Work task: Below are some entries. Count the lines where "instance" appears and state only that number.

Extracted records:
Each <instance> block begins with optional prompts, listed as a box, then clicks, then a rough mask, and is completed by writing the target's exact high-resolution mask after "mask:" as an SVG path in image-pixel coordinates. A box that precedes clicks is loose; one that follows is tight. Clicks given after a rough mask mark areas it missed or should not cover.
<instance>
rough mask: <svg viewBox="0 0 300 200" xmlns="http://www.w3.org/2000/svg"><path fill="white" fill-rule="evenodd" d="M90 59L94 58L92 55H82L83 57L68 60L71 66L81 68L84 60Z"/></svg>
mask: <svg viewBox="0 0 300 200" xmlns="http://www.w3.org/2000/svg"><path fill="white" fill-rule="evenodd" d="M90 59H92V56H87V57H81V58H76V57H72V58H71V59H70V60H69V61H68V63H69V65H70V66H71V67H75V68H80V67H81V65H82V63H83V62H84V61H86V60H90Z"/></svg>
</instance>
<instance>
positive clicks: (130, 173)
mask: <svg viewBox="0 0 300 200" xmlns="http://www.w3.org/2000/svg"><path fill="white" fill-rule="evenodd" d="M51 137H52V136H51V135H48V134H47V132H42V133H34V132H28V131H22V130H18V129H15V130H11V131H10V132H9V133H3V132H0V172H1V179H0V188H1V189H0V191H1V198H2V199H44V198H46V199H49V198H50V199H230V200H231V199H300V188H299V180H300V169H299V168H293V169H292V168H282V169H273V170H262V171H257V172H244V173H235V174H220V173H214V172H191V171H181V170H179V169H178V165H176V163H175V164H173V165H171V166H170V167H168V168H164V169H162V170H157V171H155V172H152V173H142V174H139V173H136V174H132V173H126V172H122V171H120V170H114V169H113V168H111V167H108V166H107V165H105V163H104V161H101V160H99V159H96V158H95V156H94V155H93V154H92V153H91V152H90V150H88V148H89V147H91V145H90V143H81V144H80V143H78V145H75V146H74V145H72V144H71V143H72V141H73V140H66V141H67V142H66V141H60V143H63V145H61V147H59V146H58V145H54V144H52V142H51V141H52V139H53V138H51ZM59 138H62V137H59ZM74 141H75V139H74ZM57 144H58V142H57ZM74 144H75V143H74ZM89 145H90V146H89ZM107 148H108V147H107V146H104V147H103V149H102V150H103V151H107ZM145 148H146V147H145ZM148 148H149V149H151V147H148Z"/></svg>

Answer to this exercise: 4